Output the records. Match them exactly.

>> Start

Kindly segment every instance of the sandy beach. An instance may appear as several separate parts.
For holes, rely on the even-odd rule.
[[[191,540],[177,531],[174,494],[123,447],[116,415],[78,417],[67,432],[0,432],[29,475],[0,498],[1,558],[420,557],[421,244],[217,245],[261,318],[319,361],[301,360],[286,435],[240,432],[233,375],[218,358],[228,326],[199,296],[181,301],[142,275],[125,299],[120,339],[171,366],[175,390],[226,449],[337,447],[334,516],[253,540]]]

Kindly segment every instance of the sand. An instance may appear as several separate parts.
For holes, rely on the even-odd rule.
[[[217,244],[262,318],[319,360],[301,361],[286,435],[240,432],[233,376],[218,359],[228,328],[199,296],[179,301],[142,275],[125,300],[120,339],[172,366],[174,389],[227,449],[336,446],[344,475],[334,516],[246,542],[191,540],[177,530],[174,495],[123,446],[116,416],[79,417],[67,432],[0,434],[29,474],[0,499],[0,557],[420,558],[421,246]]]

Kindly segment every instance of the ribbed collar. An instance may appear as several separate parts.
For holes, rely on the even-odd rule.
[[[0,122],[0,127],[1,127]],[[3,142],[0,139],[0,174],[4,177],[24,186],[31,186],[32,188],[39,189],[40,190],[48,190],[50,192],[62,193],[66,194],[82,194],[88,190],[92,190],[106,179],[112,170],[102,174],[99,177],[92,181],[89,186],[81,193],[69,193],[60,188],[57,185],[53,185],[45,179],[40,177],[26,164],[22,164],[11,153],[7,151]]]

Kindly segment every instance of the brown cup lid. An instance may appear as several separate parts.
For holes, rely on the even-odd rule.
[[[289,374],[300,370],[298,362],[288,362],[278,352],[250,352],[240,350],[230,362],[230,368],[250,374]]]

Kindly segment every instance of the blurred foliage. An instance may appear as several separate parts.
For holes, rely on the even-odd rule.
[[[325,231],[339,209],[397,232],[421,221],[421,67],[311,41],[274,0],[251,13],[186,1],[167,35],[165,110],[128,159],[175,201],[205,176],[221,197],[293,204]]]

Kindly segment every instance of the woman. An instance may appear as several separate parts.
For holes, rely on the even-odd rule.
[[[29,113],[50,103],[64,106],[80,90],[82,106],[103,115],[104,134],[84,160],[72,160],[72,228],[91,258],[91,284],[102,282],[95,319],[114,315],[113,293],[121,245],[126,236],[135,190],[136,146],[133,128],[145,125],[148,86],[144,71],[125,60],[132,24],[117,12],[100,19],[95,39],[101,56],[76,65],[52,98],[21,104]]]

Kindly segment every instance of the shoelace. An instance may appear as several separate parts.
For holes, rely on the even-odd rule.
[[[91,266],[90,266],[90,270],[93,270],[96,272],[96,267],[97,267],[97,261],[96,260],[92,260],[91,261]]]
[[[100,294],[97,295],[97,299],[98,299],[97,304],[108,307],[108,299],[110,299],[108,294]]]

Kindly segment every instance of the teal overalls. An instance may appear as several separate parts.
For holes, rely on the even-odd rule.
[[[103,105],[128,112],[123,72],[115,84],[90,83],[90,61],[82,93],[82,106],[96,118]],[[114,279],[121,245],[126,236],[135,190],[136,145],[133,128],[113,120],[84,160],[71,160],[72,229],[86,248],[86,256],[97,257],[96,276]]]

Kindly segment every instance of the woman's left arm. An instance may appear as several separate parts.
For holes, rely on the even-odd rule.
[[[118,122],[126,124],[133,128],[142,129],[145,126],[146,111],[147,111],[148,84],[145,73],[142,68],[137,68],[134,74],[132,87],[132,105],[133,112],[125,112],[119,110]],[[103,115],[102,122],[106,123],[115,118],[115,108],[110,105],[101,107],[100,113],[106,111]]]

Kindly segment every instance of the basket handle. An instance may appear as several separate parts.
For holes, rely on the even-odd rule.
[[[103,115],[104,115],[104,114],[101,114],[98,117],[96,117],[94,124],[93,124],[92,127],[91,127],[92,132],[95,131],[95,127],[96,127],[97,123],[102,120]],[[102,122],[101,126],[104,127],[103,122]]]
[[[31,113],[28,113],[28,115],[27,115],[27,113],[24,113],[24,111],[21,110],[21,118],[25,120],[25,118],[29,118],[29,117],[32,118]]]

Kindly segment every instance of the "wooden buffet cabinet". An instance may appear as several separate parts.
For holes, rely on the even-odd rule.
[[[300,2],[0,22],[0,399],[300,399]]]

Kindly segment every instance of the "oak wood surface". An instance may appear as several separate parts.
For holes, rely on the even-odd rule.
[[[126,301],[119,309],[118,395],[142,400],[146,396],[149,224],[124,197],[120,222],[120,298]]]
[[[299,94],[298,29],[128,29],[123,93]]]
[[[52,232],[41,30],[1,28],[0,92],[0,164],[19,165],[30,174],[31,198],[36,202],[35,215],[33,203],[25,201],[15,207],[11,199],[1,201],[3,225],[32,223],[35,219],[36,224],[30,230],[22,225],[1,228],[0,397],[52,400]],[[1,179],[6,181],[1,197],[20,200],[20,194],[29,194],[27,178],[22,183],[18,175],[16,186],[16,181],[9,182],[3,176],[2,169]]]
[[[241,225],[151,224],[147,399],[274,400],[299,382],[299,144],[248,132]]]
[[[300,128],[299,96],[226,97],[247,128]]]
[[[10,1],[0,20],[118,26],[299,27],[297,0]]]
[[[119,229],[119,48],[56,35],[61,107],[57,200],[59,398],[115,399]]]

>> End

# [Reply to the task]
Kindly segment every instance of the sandy beach. An instance may appear as several separate parts.
For holes, rely on the even-odd rule.
[[[191,540],[177,531],[174,494],[123,447],[116,415],[78,417],[67,432],[0,432],[29,475],[0,498],[1,558],[420,557],[421,244],[217,245],[261,318],[319,361],[301,360],[286,435],[240,432],[233,375],[218,358],[228,326],[199,296],[181,301],[142,275],[125,299],[120,339],[171,366],[175,390],[226,449],[337,447],[334,516],[253,540]]]

Kindly segment every instance of the sand. An instance may appear as several separate parts.
For holes, rely on the even-odd rule.
[[[217,244],[262,318],[319,360],[301,361],[286,435],[240,432],[233,376],[218,359],[228,328],[199,296],[179,301],[142,275],[125,300],[120,339],[172,366],[174,389],[227,449],[336,446],[344,475],[334,516],[246,542],[191,540],[177,530],[174,495],[123,446],[116,416],[79,417],[67,432],[0,434],[29,474],[0,499],[0,557],[420,558],[421,246]]]

Kindly segment every instance of the ribbed collar. An instance may appear as several separate parts.
For holes, rely on the even-odd rule.
[[[0,122],[0,127],[1,127]],[[3,142],[0,139],[0,174],[4,177],[24,186],[31,186],[32,188],[39,189],[40,190],[48,190],[50,192],[62,193],[66,194],[82,194],[88,190],[92,190],[106,179],[112,170],[102,174],[99,177],[92,181],[89,186],[81,193],[69,193],[60,188],[57,185],[53,185],[45,179],[40,177],[26,164],[22,164],[11,153],[7,151]]]

Kindly segment every instance of the brown cup lid. An instance may appear as several separate parts.
For holes, rely on the even-odd rule.
[[[289,374],[300,370],[298,362],[288,362],[278,352],[250,352],[240,350],[230,362],[230,368],[250,374]]]

Kindly segment every instance of the blurred foliage. An instance may appear as several separate parts.
For holes, rely on the even-odd rule.
[[[325,231],[339,209],[397,232],[421,221],[421,67],[311,41],[274,0],[251,13],[186,1],[167,35],[165,110],[128,159],[175,201],[205,176],[221,197],[293,204]]]

Kindly segment every instance of the woman. An instance may appear as several separate parts.
For holes, rely on the even-odd rule.
[[[29,113],[50,103],[64,106],[80,90],[82,106],[103,115],[104,134],[84,160],[72,160],[72,228],[91,258],[91,284],[102,282],[95,319],[114,315],[113,293],[121,245],[126,236],[135,190],[136,146],[133,128],[145,125],[148,86],[144,71],[125,60],[132,24],[117,12],[100,19],[95,39],[101,56],[76,65],[52,98],[21,104]]]

Kindly segment every instance of the shoelace. An instance may appear as several separate parts.
For holes, rely on the even-odd rule.
[[[91,266],[90,266],[90,270],[93,270],[96,272],[96,267],[97,267],[97,261],[96,260],[92,260],[91,261]]]
[[[100,294],[97,295],[97,299],[98,299],[97,304],[108,307],[108,299],[110,299],[108,294]]]

Kindly segment every instance of the teal overalls. An instance may appear as several separate parts.
For holes, rely on the even-odd rule.
[[[103,105],[128,112],[123,72],[115,84],[90,83],[90,61],[82,93],[82,106],[96,118]],[[114,279],[121,245],[126,236],[135,190],[136,145],[133,128],[113,120],[84,160],[71,160],[72,229],[86,248],[86,256],[97,257],[96,276]]]

Kindly segment every instance of the woman's left arm. An instance may appear as several separate parts.
For holes, rely on the even-odd rule.
[[[118,122],[126,124],[133,128],[142,129],[145,126],[146,111],[147,111],[148,84],[145,73],[142,68],[137,68],[134,74],[132,87],[132,105],[133,112],[125,112],[119,110]],[[103,115],[102,122],[106,123],[115,118],[115,108],[110,105],[101,107],[100,113],[106,111]]]

Kindly segment every instance of the basket handle. An instance may appear as several separate parts.
For holes, rely on the even-odd rule.
[[[103,115],[104,115],[104,114],[101,114],[98,117],[96,117],[94,124],[93,124],[92,127],[91,127],[92,132],[95,131],[95,127],[96,127],[97,123],[102,120]],[[102,122],[101,126],[104,127],[103,122]]]
[[[31,113],[28,113],[28,115],[27,115],[27,113],[24,113],[24,111],[21,110],[21,118],[25,120],[25,118],[29,118],[29,117],[32,118]]]

Kindly segment every instance of the "wooden buffet cabinet". An instance may appear as several separate parts.
For holes, rely on the even-odd rule.
[[[300,2],[0,22],[0,399],[300,399]]]

Kindly segment every instance of the "oak wood surface". An instance may appear as several separate parts.
For holes, rely on the even-odd rule.
[[[126,301],[119,309],[118,395],[142,400],[146,396],[149,224],[124,197],[120,222],[120,298]]]
[[[299,94],[298,29],[128,29],[123,93]]]
[[[52,232],[41,30],[1,28],[0,92],[0,164],[19,165],[30,174],[31,198],[36,202],[35,215],[33,203],[25,201],[15,207],[11,199],[1,201],[3,225],[32,223],[35,219],[36,224],[30,230],[22,225],[1,228],[0,397],[52,400]],[[1,179],[6,181],[1,197],[20,200],[20,194],[29,194],[27,178],[22,183],[18,175],[16,186],[16,181],[9,182],[3,176],[2,169]]]
[[[241,225],[151,224],[147,399],[274,400],[299,382],[299,144],[248,132]]]
[[[300,128],[299,96],[226,97],[247,128]]]
[[[10,1],[0,20],[118,26],[299,27],[297,0]]]
[[[119,229],[119,48],[56,35],[61,107],[57,200],[59,398],[115,399]]]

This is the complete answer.